[Opening Task inputs section]

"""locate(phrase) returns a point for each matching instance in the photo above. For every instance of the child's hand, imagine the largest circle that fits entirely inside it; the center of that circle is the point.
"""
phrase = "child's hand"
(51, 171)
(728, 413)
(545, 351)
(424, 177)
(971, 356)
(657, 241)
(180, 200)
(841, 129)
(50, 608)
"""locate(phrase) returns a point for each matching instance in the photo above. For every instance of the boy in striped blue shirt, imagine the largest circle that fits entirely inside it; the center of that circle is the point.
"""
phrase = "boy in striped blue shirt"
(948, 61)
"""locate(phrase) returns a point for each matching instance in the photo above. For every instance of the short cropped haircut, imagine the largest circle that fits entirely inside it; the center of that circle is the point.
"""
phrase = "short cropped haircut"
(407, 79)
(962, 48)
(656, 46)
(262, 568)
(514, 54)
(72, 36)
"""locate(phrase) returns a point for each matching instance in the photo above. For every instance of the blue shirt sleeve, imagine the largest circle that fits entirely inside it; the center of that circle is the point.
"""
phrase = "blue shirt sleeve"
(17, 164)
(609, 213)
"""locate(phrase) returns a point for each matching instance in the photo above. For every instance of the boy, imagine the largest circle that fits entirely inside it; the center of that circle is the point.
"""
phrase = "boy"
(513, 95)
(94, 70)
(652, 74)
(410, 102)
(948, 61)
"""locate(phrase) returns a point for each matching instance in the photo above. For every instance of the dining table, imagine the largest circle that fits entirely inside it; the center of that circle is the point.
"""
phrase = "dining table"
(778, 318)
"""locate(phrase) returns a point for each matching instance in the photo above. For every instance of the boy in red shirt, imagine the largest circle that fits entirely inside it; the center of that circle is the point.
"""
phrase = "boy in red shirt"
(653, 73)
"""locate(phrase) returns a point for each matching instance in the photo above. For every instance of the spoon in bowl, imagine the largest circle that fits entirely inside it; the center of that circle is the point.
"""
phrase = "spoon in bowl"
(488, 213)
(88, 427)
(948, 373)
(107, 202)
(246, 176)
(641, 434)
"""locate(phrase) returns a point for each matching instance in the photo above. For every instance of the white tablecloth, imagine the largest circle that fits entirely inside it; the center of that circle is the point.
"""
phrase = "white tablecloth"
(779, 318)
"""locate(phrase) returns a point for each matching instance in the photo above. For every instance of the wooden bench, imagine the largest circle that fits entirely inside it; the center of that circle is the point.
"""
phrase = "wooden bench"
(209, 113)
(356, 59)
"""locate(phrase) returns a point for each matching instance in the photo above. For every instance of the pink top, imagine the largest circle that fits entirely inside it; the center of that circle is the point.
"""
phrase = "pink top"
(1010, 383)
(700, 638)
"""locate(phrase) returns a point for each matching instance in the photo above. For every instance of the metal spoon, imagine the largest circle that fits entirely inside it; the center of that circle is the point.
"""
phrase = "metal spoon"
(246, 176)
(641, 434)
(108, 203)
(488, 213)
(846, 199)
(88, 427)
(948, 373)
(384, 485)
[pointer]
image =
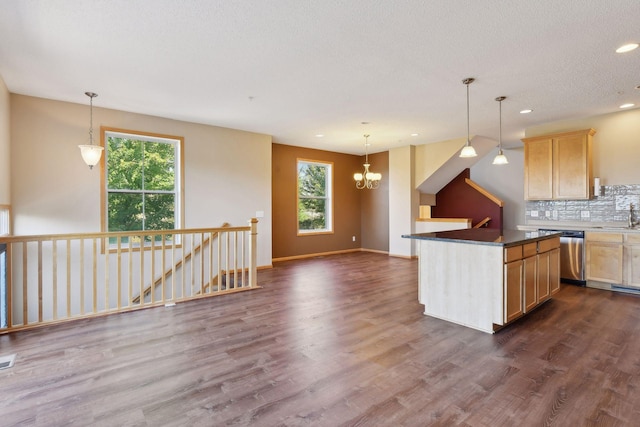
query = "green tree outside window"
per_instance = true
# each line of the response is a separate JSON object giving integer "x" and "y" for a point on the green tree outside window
{"x": 141, "y": 183}
{"x": 314, "y": 197}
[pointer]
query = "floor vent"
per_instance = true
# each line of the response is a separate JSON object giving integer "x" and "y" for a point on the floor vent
{"x": 6, "y": 362}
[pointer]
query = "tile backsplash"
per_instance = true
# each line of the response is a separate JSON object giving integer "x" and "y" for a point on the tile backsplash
{"x": 612, "y": 206}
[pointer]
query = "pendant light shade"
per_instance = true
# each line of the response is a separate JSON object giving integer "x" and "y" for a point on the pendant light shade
{"x": 500, "y": 158}
{"x": 91, "y": 153}
{"x": 468, "y": 150}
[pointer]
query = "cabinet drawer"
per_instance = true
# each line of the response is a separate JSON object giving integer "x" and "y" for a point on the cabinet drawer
{"x": 633, "y": 238}
{"x": 548, "y": 244}
{"x": 530, "y": 249}
{"x": 512, "y": 253}
{"x": 605, "y": 237}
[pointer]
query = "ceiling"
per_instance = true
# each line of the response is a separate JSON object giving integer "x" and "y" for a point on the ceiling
{"x": 298, "y": 68}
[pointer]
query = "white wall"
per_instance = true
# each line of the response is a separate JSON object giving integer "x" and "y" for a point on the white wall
{"x": 5, "y": 135}
{"x": 403, "y": 201}
{"x": 227, "y": 172}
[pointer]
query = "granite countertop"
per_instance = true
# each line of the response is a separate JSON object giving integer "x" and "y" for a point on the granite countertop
{"x": 484, "y": 236}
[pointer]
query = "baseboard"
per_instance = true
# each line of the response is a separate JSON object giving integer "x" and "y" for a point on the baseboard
{"x": 314, "y": 255}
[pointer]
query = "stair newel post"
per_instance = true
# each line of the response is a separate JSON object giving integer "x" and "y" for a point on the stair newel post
{"x": 253, "y": 252}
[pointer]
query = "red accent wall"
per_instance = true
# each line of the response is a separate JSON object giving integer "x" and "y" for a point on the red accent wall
{"x": 457, "y": 199}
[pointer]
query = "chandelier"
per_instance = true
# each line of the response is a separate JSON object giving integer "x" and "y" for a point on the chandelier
{"x": 367, "y": 179}
{"x": 91, "y": 153}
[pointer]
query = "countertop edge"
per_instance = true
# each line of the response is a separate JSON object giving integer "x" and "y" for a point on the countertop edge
{"x": 532, "y": 237}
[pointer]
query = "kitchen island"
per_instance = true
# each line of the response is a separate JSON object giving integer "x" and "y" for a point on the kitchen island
{"x": 485, "y": 278}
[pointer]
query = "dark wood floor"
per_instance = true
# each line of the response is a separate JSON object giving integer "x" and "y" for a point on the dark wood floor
{"x": 331, "y": 341}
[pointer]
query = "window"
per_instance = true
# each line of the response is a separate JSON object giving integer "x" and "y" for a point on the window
{"x": 143, "y": 173}
{"x": 314, "y": 197}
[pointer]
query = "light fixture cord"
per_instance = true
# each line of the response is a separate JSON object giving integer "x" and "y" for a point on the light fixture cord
{"x": 468, "y": 142}
{"x": 500, "y": 127}
{"x": 91, "y": 120}
{"x": 366, "y": 148}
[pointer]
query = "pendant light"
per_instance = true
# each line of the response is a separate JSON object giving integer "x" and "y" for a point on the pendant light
{"x": 91, "y": 153}
{"x": 500, "y": 159}
{"x": 367, "y": 179}
{"x": 468, "y": 150}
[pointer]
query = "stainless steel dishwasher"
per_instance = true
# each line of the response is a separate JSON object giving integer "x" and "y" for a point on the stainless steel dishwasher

[Closing Task inputs section]

[Assignment]
Copy each line of the records above without change, but do not include any picture.

[Solution to this exercise]
"""locate(phrase) returns a point for each matching instance in the photo above. For every instance of the child's hand, imagine the largest circle that fits entirely inside it; the center of that circle is the point.
"""
phrase = "child's hand"
(51, 171)
(728, 413)
(545, 351)
(424, 177)
(971, 356)
(657, 241)
(180, 200)
(841, 129)
(50, 608)
"""locate(phrase) returns a point for each matching instance in the photo above. For every instance of the boy in striped blue shirt, imagine the largest circle that fits entirely inside it; the center of that circle is the point.
"""
phrase = "boy in striped blue shirt"
(948, 61)
"""locate(phrase) returns a point for each matching instance in the photo above. For every instance of the short cropped haircut, imagine the largest circle that fits entirely inside it; the center of that circle is the point.
"""
phrase = "short cropped haircut"
(407, 79)
(962, 48)
(656, 46)
(262, 568)
(514, 54)
(72, 36)
"""locate(phrase) returns a point for each matching instance in the photo above. For every instance of the blue shirt sleeve, imagine the largest circle that fits entirely inside it; the center of that circle is the point.
"""
phrase = "blue shirt sleeve"
(17, 164)
(609, 213)
"""locate(phrase) returns a point for each matching instance in the photo above. For every instance of the boy, imagine the largest circle that fits entirely inside it; the center of that circle is the point.
"""
phrase = "boy"
(513, 95)
(94, 70)
(652, 74)
(410, 102)
(948, 61)
"""locate(phrase) returns a point for each matching instance in the photo above. For every instance of the dining table, imagine the largest circle that fits entirely inside it; the center of that circle is the point.
"""
phrase = "dining table"
(778, 318)
"""locate(phrase) returns a point for each matching instance in the photo above. For every instance of the boy in red shirt, imagine the largest circle that fits entirely inside it; the center of that circle is the point.
"""
phrase = "boy in red shirt"
(653, 73)
"""locate(phrase) returns a point for each matching instance in the photo above. For every instance of the spoon in bowl, imagine the largest circle that fits entirely inside it; the center of that circle is the point.
"""
phrase = "spoon in bowl"
(488, 213)
(88, 427)
(948, 373)
(107, 202)
(246, 176)
(641, 434)
"""locate(phrase) returns a point for each matching instance in the photo above. For every instance of the white tablecloth, imagine the largest circle that fits entirely inside it; the center of that circle is the point.
"""
phrase = "white tablecloth"
(779, 318)
"""locate(phrase) returns a point for each matching instance in the photo above. For every instance of the wooden bench, imagine the largest circle that fits entirely inside it; the center of that circle is the point.
"""
phrase = "wooden bench"
(209, 113)
(356, 59)
"""locate(phrase) returns a point for each matching instance in the photo above. For every instance of the pink top, imagine the largest circle that fits entirely inside it; the center of that circle is the point.
"""
phrase = "pink top"
(1010, 383)
(700, 638)
"""locate(phrase) returns a point for each matching instance in the photo above. For every instance of the metal spoon, imagine the largest circle that fits entirely inside it; the center of that circle is the point.
"""
phrase = "metal spoon"
(246, 176)
(641, 434)
(108, 203)
(488, 213)
(846, 199)
(88, 427)
(948, 373)
(384, 485)
[pointer]
image =
query = "green tree outside window"
per_instance = true
# each line of the response is a separate JSON object giving integer "x" and "y" for a point on the green tree outside window
{"x": 141, "y": 183}
{"x": 314, "y": 197}
[pointer]
query = "floor vent"
per_instance = true
# each line of the response is a separate JSON object giving integer "x" and "y" for a point on the floor vent
{"x": 6, "y": 362}
[pointer]
query = "tile backsplash"
per_instance = true
# each line of the response is a separate JSON object giving integer "x" and "y" for a point on the tile backsplash
{"x": 612, "y": 206}
[pointer]
query = "pendant light shade"
per_instance = true
# each line of the response is a separate JSON object giving integer "x" and "y" for a point on the pendant light shade
{"x": 500, "y": 158}
{"x": 91, "y": 153}
{"x": 468, "y": 150}
[pointer]
query = "cabinet drawer"
per_instance = true
# each line of the response is a separate JSON object giving integer "x" and "y" for a point on the cabinet drawer
{"x": 633, "y": 238}
{"x": 548, "y": 244}
{"x": 530, "y": 249}
{"x": 512, "y": 253}
{"x": 605, "y": 237}
[pointer]
query = "ceiling"
per_instance = true
# each line of the response is a separate JSON object giving integer "x" and "y" for a point on the ceiling
{"x": 298, "y": 68}
[pointer]
query = "white wall"
per_instance = true
# each line of the response is a separate JSON object giving integer "x" and "y" for a point on the white wall
{"x": 5, "y": 135}
{"x": 403, "y": 201}
{"x": 227, "y": 172}
[pointer]
query = "granite countertop"
per_instance = true
# each line of the response is a separate JSON object giving integer "x" and "y" for a point on the granite countertop
{"x": 484, "y": 236}
[pointer]
query = "baseboard"
per_instance = true
# each line of the response is a separate JSON object giving integer "x" and "y" for a point on the baseboard
{"x": 314, "y": 255}
[pointer]
query = "stair newel post"
per_instance = true
# each line of the response is a separate JSON object giving integer "x" and "y" for a point on the stair newel post
{"x": 253, "y": 252}
[pointer]
query = "red accent wall"
per_instance = true
# each line of the response is a separate JSON object giving integer "x" and "y" for a point on the red accent wall
{"x": 457, "y": 199}
[pointer]
query = "chandelier"
per_instance = true
# each line of the response is a separate JSON object giving integer "x" and "y" for a point on the chandelier
{"x": 367, "y": 179}
{"x": 91, "y": 153}
[pointer]
query = "countertop edge"
per_instance = true
# each line of the response is a separate JSON object giving integer "x" and "y" for a point on the countertop edge
{"x": 532, "y": 237}
[pointer]
query = "kitchen island"
per_instance = true
# each line of the response is a separate JSON object giving integer "x" and "y" for a point on the kitchen island
{"x": 485, "y": 278}
[pointer]
query = "dark wood floor"
per_instance = true
# each line of the response is a separate JSON object giving integer "x" and "y" for a point on the dark wood floor
{"x": 331, "y": 341}
[pointer]
query = "window"
per_instance = true
# each line of the response is a separate JSON object giving integer "x" and "y" for a point on the window
{"x": 143, "y": 173}
{"x": 314, "y": 197}
[pointer]
query = "light fixture cord"
per_instance = true
# each line of the response is a separate JSON object giving integer "x" and "y" for a point on the light fixture cord
{"x": 468, "y": 142}
{"x": 500, "y": 127}
{"x": 91, "y": 120}
{"x": 366, "y": 148}
[pointer]
query = "pendant light"
per_instance = true
# each line of the response is a separate JSON object giving integer "x" and "y" for a point on the pendant light
{"x": 91, "y": 153}
{"x": 500, "y": 159}
{"x": 367, "y": 179}
{"x": 468, "y": 150}
[pointer]
query = "stainless steel dishwasher"
per_instance = true
# each line of the response is a separate JSON object giving integer "x" and "y" for a point on the stainless steel dishwasher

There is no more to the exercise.